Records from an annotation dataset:
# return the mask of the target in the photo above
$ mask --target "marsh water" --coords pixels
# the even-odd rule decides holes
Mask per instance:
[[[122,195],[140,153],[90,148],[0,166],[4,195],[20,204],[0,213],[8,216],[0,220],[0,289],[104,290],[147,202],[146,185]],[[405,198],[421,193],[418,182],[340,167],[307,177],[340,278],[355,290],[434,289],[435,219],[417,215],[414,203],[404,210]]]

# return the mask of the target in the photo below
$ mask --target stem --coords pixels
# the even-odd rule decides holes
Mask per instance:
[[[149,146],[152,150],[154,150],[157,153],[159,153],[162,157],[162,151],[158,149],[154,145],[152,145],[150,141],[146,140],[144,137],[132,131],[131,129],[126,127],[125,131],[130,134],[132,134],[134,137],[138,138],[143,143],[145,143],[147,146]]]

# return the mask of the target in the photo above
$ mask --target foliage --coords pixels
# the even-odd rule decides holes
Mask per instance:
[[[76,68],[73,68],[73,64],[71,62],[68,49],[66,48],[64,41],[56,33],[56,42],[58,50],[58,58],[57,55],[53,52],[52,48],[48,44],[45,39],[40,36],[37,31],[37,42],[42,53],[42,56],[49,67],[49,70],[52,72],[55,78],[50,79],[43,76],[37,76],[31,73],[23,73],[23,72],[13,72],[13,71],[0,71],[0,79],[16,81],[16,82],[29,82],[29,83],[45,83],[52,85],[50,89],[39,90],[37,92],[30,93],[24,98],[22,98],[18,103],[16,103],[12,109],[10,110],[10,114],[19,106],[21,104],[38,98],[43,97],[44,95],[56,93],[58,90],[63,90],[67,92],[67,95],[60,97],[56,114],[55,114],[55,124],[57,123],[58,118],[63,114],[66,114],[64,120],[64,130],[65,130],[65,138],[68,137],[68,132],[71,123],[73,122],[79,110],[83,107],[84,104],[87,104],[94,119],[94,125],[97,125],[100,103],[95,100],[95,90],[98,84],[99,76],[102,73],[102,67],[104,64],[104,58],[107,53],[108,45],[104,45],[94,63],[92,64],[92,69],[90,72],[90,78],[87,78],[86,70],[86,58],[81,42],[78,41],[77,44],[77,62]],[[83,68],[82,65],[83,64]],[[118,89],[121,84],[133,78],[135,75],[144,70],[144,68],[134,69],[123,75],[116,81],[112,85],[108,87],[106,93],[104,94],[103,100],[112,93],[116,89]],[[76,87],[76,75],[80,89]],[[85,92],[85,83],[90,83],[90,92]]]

WHAT THE EXERCISE ASKS:
Pull out each line of the records that contains the string "coords", matching case exactly.

COMPLETE OUTPUT:
$ mask --target "marsh water" --coords pixels
$ mask --target stem --coords pixels
$ mask --target foliage --coords pixels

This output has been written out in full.